* **Exercise**
Copy out every line of the material below, word for word and unchanged.

Data listing:
'''

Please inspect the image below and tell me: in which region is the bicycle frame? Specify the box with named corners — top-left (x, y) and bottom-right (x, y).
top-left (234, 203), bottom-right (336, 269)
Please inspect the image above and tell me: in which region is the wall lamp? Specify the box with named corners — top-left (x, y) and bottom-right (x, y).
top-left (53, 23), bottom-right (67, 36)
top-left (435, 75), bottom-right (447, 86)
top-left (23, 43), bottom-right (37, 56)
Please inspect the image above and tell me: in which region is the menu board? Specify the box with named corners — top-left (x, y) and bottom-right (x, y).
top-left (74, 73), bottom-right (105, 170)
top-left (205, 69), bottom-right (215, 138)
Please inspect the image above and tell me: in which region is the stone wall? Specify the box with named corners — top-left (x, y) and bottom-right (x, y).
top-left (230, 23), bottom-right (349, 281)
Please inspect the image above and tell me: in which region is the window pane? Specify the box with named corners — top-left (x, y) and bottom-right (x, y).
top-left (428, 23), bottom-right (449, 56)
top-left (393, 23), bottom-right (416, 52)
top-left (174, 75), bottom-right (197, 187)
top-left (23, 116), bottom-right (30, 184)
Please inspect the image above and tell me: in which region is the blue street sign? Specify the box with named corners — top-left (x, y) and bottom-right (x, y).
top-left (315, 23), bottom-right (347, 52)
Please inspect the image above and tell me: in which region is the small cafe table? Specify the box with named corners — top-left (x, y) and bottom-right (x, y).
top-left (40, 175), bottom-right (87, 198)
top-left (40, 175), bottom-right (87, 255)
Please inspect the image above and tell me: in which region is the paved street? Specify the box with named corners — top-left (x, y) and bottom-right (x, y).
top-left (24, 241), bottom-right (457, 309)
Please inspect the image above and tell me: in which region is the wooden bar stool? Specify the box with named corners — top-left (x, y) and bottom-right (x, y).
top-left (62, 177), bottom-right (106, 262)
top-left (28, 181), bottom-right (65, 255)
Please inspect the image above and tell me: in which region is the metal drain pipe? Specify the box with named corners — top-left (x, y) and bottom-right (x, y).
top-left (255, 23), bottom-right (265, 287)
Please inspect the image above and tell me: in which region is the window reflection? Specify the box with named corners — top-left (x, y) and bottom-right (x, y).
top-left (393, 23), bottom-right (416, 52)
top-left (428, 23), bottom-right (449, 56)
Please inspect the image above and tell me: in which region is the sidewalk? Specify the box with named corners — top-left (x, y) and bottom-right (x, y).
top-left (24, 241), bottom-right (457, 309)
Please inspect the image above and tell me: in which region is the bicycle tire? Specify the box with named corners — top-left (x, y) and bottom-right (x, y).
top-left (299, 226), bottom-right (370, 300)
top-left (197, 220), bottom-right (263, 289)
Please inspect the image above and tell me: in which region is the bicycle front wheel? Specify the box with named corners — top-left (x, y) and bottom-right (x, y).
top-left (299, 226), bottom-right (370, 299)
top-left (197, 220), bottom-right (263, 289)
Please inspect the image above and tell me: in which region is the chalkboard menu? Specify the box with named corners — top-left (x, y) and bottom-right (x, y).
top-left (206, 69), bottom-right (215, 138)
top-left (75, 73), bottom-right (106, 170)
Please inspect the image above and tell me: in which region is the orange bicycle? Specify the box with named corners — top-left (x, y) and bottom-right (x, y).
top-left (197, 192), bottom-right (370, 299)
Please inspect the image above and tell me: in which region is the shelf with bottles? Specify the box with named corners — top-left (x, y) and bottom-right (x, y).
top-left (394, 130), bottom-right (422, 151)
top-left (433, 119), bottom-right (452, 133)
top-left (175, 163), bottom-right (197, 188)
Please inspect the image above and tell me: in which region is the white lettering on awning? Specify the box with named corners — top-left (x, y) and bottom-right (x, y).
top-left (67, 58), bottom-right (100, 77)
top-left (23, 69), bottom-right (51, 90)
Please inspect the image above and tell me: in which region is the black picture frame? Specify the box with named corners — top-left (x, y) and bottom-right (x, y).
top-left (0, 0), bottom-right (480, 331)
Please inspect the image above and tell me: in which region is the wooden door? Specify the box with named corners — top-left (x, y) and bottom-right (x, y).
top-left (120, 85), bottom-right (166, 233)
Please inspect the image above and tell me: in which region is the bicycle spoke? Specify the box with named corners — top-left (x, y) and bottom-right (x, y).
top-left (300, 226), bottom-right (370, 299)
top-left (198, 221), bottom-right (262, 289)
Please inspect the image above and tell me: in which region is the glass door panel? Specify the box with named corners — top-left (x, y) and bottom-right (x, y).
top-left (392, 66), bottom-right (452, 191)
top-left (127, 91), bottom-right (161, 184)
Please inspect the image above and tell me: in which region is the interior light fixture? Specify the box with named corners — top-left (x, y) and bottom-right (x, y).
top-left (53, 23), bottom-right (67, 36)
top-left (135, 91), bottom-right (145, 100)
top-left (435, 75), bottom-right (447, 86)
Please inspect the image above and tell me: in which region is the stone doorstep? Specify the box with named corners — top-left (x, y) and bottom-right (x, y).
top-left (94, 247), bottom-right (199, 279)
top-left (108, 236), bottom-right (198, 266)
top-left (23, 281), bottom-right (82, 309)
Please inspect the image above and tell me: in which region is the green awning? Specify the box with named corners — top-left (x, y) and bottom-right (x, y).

'''

* **Result of the exercise**
Please inspect the image below and tell me: in which region is the bicycle frame? Specify the box with named corners — top-left (x, y) and bottom-right (x, y).
top-left (234, 203), bottom-right (336, 269)
Please inspect the image above and tell me: in which region is the wall lamp? Specify the box with named corners — top-left (x, y) and bottom-right (x, y).
top-left (53, 23), bottom-right (67, 36)
top-left (435, 75), bottom-right (447, 86)
top-left (23, 43), bottom-right (37, 56)
Please inspect the image above and tell me: in which region is the menu board? Specify the box with named corners — top-left (x, y) and bottom-right (x, y).
top-left (74, 73), bottom-right (105, 170)
top-left (205, 69), bottom-right (215, 138)
Please inspect the image above and tell me: in which region is the stone wall? Specify the box with named corners — top-left (x, y) and bottom-right (x, y).
top-left (230, 23), bottom-right (349, 281)
Please inspect the image above and tell me: in which region is the window pane? Specify the box with named corners — top-left (x, y) and bottom-right (x, y).
top-left (428, 23), bottom-right (449, 56)
top-left (393, 23), bottom-right (416, 52)
top-left (174, 75), bottom-right (197, 187)
top-left (23, 116), bottom-right (30, 184)
Please inspect the image above and tell me: in which region is the blue street sign? Specify the box with named corners — top-left (x, y) and bottom-right (x, y).
top-left (315, 23), bottom-right (347, 52)
Please inspect the image above and tell me: in which region is the small cafe table? Specify the box with named corners — top-left (x, y) and bottom-right (x, y).
top-left (40, 175), bottom-right (87, 198)
top-left (40, 175), bottom-right (87, 255)
Please inspect the image above and tell me: in which region is the paved street? Specify the box with named corners — top-left (x, y) and bottom-right (x, y).
top-left (24, 241), bottom-right (457, 309)
Please inspect the image above and tell me: in which region is the wooden bar stool? Specify the box with named corners — top-left (x, y) and bottom-right (x, y).
top-left (62, 177), bottom-right (106, 262)
top-left (28, 181), bottom-right (65, 255)
Please inspect the image above and tell me: in which region is the metal drain pipe? Specify the box with named corners — top-left (x, y) and bottom-right (x, y).
top-left (255, 23), bottom-right (265, 287)
Please inspect the image above and tell me: in which region is the window reflection? Specify the box with named corners — top-left (x, y) and bottom-right (x, y).
top-left (393, 23), bottom-right (416, 52)
top-left (428, 23), bottom-right (449, 56)
Please inspect the image above and tell me: in which region is the sidewalk? Specify the box with named corners — top-left (x, y) and bottom-right (x, y).
top-left (24, 241), bottom-right (457, 309)
Please inspect the image above and tell me: in which region is the bicycle tire? Specify the box with named corners — top-left (x, y) and bottom-right (x, y).
top-left (299, 226), bottom-right (370, 300)
top-left (197, 220), bottom-right (263, 289)
Please inspect the image above and tell me: in which region is the bicycle front wheel? Specify the box with named corners — top-left (x, y) and bottom-right (x, y).
top-left (299, 226), bottom-right (370, 299)
top-left (197, 220), bottom-right (263, 289)
Please inspect the image above and tell me: in which region is the chalkboard menu? Specify the box with named corners — top-left (x, y) and bottom-right (x, y).
top-left (206, 69), bottom-right (215, 138)
top-left (75, 73), bottom-right (106, 170)
Please inspect the image above and tell me: in which region is the orange bicycle? Specify the box with named corners — top-left (x, y) and bottom-right (x, y).
top-left (197, 192), bottom-right (370, 299)
Please inspect the image above and tell me: in which region is the shelf with bottles? Specify the box with named corners — top-left (x, y) and bottom-right (x, y).
top-left (394, 130), bottom-right (422, 151)
top-left (433, 119), bottom-right (452, 133)
top-left (175, 163), bottom-right (197, 188)
Please inspect the image above and tell me: in which region is the white lettering on awning? Specify the box with named corners — top-left (x, y) and bottom-right (x, y).
top-left (67, 58), bottom-right (100, 77)
top-left (23, 69), bottom-right (51, 90)
Please inspect the image above and tell me: in which region is the black picture frame? Specify the box with named corners — top-left (x, y) and bottom-right (x, y).
top-left (0, 0), bottom-right (480, 331)
Please inspect the image above and tell me: in which region is the wooden door? Specify the box with named corners — top-left (x, y) and bottom-right (x, y).
top-left (120, 85), bottom-right (166, 233)
Please inspect the image above and tell me: in which region is the bicycle spoke? Specify the box with named corners — top-left (x, y) and bottom-right (x, y).
top-left (300, 226), bottom-right (370, 299)
top-left (198, 221), bottom-right (262, 289)
Please inspect the image above and tell me: in which region is the glass door panel? Specify the box with named corners — top-left (x, y) and bottom-right (x, y).
top-left (392, 66), bottom-right (452, 191)
top-left (127, 91), bottom-right (161, 184)
Please inspect the image above and tell me: in which region is the interior light fixture? Specify the box with named corners — top-left (x, y) and bottom-right (x, y).
top-left (53, 23), bottom-right (67, 36)
top-left (135, 91), bottom-right (145, 100)
top-left (435, 75), bottom-right (447, 86)
Please inspect the image above and tell me: in which region is the stone doorstep? Specify the box with named corners — top-left (x, y) and bottom-right (x, y).
top-left (94, 247), bottom-right (199, 279)
top-left (108, 236), bottom-right (198, 266)
top-left (23, 281), bottom-right (82, 309)
Please inspect the image above and tell me: in which region is the green awning? Specify the box with named corners — top-left (x, y) and bottom-right (x, y).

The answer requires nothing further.